#### PROBLEM TO SOLVE:
Every line below is to be quoted exactly, with nothing added or dropped.

BEGIN

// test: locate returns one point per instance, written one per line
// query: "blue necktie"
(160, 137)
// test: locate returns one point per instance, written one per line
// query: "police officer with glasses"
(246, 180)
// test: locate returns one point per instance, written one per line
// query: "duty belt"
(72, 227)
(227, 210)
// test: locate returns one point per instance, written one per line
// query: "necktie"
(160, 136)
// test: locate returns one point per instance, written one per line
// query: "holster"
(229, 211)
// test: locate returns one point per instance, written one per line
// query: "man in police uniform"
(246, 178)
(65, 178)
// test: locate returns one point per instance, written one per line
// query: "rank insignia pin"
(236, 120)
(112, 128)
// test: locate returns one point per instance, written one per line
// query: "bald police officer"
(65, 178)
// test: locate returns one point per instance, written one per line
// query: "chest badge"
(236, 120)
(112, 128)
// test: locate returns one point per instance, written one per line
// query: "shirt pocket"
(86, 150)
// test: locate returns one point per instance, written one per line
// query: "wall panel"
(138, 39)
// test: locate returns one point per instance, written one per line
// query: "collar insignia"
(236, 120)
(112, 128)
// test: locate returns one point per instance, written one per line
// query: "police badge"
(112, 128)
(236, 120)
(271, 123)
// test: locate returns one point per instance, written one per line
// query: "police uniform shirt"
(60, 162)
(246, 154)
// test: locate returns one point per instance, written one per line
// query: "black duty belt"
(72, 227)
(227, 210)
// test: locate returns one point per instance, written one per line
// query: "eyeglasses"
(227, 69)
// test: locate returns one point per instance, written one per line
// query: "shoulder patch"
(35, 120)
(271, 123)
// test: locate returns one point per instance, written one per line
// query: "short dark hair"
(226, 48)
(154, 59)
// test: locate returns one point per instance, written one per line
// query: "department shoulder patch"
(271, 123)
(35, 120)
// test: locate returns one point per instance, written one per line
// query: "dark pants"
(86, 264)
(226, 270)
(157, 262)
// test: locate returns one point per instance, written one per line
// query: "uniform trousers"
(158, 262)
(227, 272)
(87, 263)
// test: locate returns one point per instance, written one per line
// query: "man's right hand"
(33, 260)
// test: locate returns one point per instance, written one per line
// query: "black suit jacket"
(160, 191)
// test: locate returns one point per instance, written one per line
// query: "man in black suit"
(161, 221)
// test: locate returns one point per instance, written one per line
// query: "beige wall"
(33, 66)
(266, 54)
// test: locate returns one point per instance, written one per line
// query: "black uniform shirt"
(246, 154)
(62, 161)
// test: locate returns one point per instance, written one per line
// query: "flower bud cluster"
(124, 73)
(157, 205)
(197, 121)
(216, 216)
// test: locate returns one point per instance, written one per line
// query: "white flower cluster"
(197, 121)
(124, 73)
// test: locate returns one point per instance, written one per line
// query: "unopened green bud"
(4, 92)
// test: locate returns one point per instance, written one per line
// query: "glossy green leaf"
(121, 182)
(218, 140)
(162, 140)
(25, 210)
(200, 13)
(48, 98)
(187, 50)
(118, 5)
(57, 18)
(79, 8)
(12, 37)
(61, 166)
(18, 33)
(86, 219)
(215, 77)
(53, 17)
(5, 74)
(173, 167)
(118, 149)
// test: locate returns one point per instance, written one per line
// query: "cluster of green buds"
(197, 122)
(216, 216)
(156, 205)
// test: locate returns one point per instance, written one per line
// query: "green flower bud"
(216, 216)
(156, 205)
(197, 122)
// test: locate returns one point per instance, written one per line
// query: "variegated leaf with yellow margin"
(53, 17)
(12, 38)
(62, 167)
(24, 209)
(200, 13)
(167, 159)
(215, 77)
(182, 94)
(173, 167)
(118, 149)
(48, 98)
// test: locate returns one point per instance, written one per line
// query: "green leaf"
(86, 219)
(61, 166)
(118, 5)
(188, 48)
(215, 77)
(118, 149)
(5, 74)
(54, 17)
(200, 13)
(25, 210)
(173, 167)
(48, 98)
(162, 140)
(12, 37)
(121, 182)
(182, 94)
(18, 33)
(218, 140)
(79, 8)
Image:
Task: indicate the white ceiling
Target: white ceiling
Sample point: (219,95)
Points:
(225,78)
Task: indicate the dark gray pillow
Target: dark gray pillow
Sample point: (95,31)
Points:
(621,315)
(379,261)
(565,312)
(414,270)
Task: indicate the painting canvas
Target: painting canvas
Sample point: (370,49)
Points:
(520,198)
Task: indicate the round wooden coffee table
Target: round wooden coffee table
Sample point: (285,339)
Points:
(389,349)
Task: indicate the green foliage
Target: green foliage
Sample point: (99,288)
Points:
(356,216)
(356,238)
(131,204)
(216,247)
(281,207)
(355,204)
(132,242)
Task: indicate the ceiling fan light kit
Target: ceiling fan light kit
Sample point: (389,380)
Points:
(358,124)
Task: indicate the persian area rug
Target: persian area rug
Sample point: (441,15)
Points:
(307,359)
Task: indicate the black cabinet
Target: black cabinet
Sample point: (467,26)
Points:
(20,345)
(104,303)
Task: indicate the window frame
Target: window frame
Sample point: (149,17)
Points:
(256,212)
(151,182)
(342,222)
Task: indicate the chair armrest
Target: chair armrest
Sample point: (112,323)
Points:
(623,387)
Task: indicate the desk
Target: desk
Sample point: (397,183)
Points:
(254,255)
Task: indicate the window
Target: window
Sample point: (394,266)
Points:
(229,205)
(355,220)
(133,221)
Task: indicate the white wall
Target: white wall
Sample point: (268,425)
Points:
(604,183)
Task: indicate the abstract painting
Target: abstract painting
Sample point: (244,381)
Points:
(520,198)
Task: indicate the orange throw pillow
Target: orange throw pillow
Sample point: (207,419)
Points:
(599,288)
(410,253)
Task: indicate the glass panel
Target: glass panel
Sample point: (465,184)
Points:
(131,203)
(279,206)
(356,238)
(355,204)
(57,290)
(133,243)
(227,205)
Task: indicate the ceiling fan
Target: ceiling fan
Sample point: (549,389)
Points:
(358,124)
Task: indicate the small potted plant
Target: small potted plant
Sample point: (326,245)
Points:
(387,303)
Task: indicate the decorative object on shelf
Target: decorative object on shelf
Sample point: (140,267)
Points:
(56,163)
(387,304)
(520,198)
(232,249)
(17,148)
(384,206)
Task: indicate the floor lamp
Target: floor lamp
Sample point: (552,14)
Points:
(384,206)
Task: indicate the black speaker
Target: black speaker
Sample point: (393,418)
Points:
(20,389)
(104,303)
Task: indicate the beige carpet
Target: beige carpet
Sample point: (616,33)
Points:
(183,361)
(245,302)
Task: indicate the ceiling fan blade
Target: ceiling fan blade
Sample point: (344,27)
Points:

END

#### TASK RESPONSE:
// test: locate returns one point per instance, written one per line
// query: "blue necktie"
(160, 137)
// test: locate returns one point per instance, written one per line
// query: "police officer with glasses"
(246, 180)
// test: locate returns one point per instance, written one per line
// query: "duty belt"
(72, 227)
(227, 210)
// test: locate returns one point per instance, written one per line
// query: "necktie"
(160, 136)
// test: locate returns one point per instance, written one per line
// query: "holster"
(229, 211)
// test: locate returns one point per instance, written one per line
// query: "man in police uniform"
(246, 178)
(65, 178)
// test: locate returns one point per instance, written one per line
// query: "rank insignia pin"
(236, 120)
(112, 128)
// test: locate returns one point per instance, written one per line
// query: "bald police officer"
(65, 178)
// test: locate returns one point per instance, written one per line
// query: "chest badge"
(236, 120)
(112, 128)
// test: locate returns one point per instance, written one per line
// query: "shirt pocket"
(86, 150)
// test: locate returns one point per instance, written one per line
// query: "wall panel"
(138, 39)
// test: locate returns one point per instance, written one per line
// query: "collar insignia"
(236, 120)
(112, 128)
// test: locate returns one point per instance, written one per line
// query: "police badge"
(112, 128)
(236, 120)
(271, 123)
// test: locate returns one point per instance, written one per line
// query: "police uniform shirt"
(60, 162)
(246, 154)
// test: locate returns one point per instance, written one per line
// query: "black duty belt"
(72, 227)
(227, 210)
// test: locate returns one point per instance, written one per line
// query: "eyeglasses"
(227, 69)
// test: locate returns one point per instance, written one per line
// query: "shoulder patch"
(35, 120)
(271, 123)
// test: locate returns one point per instance, written one per line
// query: "short dark hair"
(226, 48)
(154, 59)
// test: locate returns one point per instance, written one per line
// query: "department shoulder patch"
(271, 123)
(35, 120)
// test: locate returns one point per instance, written one per line
// query: "dark pants"
(86, 264)
(226, 270)
(157, 262)
// test: locate returns one point per instance, written one per line
// query: "uniform trousers"
(158, 262)
(227, 272)
(87, 263)
// test: locate returns one point per instance, written one per line
// query: "man's right hand"
(33, 260)
// test: locate returns one point per instance, written one per line
// query: "black suit jacket"
(160, 191)
// test: locate returns one point per instance, written one per line
// query: "man in black suit"
(161, 221)
// test: locate returns one point per instance, written one per line
// query: "beige wall"
(33, 66)
(266, 54)
// test: locate returns one point per instance, written one per line
// query: "black uniform shirt"
(246, 154)
(62, 161)
// test: locate returns one point per instance, written one per line
// query: "flower bud cluster"
(124, 73)
(157, 205)
(197, 121)
(216, 216)
// test: locate returns one point per instance, written one per line
// query: "white flower cluster"
(197, 121)
(124, 73)
// test: locate returns one point per instance, written one per line
// query: "unopened green bud"
(4, 92)
// test: locate returns one point per instance, written one per line
// query: "glossy green leaf"
(121, 182)
(218, 140)
(162, 140)
(25, 210)
(200, 13)
(48, 98)
(187, 50)
(118, 5)
(57, 18)
(79, 8)
(12, 37)
(61, 166)
(18, 33)
(86, 219)
(215, 77)
(53, 17)
(5, 74)
(173, 167)
(118, 149)
// test: locate returns one point per instance, written one per line
// query: "cluster of green buds"
(197, 122)
(216, 216)
(156, 205)
// test: locate returns one point per instance, written one per line
// query: "green flower bud"
(216, 216)
(156, 205)
(197, 122)
// test: locate returns one point per instance, written one per line
// query: "variegated leaf with yellow margin"
(53, 17)
(12, 38)
(62, 167)
(24, 209)
(200, 13)
(167, 159)
(215, 77)
(182, 94)
(173, 167)
(118, 149)
(48, 98)
// test: locate returns one point per instance, written one per line
// query: "green leaf"
(86, 219)
(61, 166)
(118, 5)
(188, 48)
(215, 77)
(118, 149)
(5, 74)
(54, 17)
(200, 13)
(25, 210)
(173, 167)
(48, 98)
(162, 140)
(12, 37)
(121, 182)
(182, 94)
(18, 33)
(218, 140)
(79, 8)
Image:
Task: indicate the white ceiling
Target: white ceiling
Sample point: (219,95)
Points:
(225,78)
Task: indicate the dark gray pillow
Target: dark gray pillow
Sample point: (95,31)
Points:
(621,315)
(379,261)
(565,312)
(414,270)
Task: indicate the painting canvas
Target: painting canvas
Sample point: (370,49)
Points:
(520,198)
Task: indicate the round wooden coffee table
Target: round wooden coffee table
Sample point: (285,339)
Points:
(389,349)
Task: indicate the green foliage
Target: green foliage
Sample point: (99,288)
Points:
(356,216)
(356,238)
(131,204)
(216,247)
(281,207)
(355,204)
(132,242)
Task: indicate the ceiling fan light kit
Target: ceiling fan light kit
Sample point: (389,380)
Points:
(358,124)
Task: indicate the persian area rug
Target: persian area rug
Sample point: (441,15)
Points:
(307,359)
Task: indicate the black cabinet
Target: black cabinet
Sample point: (467,26)
Points:
(20,345)
(104,303)
Task: indicate the window frame
Target: window frame
Sample point: (149,17)
Points:
(256,212)
(151,182)
(342,222)
Task: indicate the chair armrest
Target: chair armrest
Sample point: (112,323)
Points:
(623,387)
Task: indicate the desk
Target: desk
Sample point: (397,183)
Points:
(254,255)
Task: indicate the window
Target: window
Sample point: (394,266)
Points:
(229,205)
(355,220)
(133,221)
Task: indicate the white wall
Target: white wall
Sample point: (268,425)
Points:
(604,183)
Task: indicate the abstract painting
Target: abstract painting
Sample point: (244,381)
Points:
(520,198)
Task: indicate the orange throw pillow
Target: orange throw pillow
Sample point: (207,419)
Points:
(599,288)
(410,253)
Task: indicate the glass panel
Target: glass panel
Sample point: (465,184)
Points:
(131,203)
(279,206)
(356,238)
(355,204)
(57,290)
(133,243)
(227,205)
Task: indicate the ceiling fan
Target: ceiling fan
Sample point: (549,389)
Points:
(358,124)
Task: indicate the small potted plant
Target: small potted plant
Sample point: (326,245)
Points:
(387,303)
Task: indicate the decorative object on shelf
Target: decorative object on shelf
Sample point: (140,267)
Points:
(56,163)
(387,304)
(520,198)
(232,249)
(17,148)
(384,206)
Task: indicate the floor lamp
Target: floor lamp
Sample point: (552,14)
Points:
(384,206)
Task: indicate the black speaker
Target: black speaker
Sample point: (393,418)
Points:
(20,389)
(104,303)
Task: indicate the beige carpet
Target: beige carpet
Sample point: (616,33)
Points:
(183,361)
(245,302)
Task: indicate the ceiling fan blade
Target: ceiling fan blade
Sample point: (344,27)
Points:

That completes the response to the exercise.